╔══
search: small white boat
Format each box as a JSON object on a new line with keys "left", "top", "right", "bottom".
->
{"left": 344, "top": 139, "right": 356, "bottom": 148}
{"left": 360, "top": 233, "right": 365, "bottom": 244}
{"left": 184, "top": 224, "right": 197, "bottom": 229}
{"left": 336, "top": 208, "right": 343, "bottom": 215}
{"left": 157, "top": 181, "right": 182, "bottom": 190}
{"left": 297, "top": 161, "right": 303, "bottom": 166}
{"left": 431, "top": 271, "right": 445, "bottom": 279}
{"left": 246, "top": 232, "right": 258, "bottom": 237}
╚══
**Problem to work on**: Down to the final line, the data above must be copied exactly.

**Written answer**:
search: small white boat
Format each box as a JSON object on a new line with keys "left", "top", "right", "bottom".
->
{"left": 344, "top": 139, "right": 356, "bottom": 148}
{"left": 360, "top": 233, "right": 365, "bottom": 244}
{"left": 184, "top": 224, "right": 197, "bottom": 229}
{"left": 336, "top": 208, "right": 343, "bottom": 215}
{"left": 157, "top": 181, "right": 182, "bottom": 190}
{"left": 297, "top": 161, "right": 303, "bottom": 166}
{"left": 431, "top": 271, "right": 445, "bottom": 279}
{"left": 246, "top": 232, "right": 258, "bottom": 237}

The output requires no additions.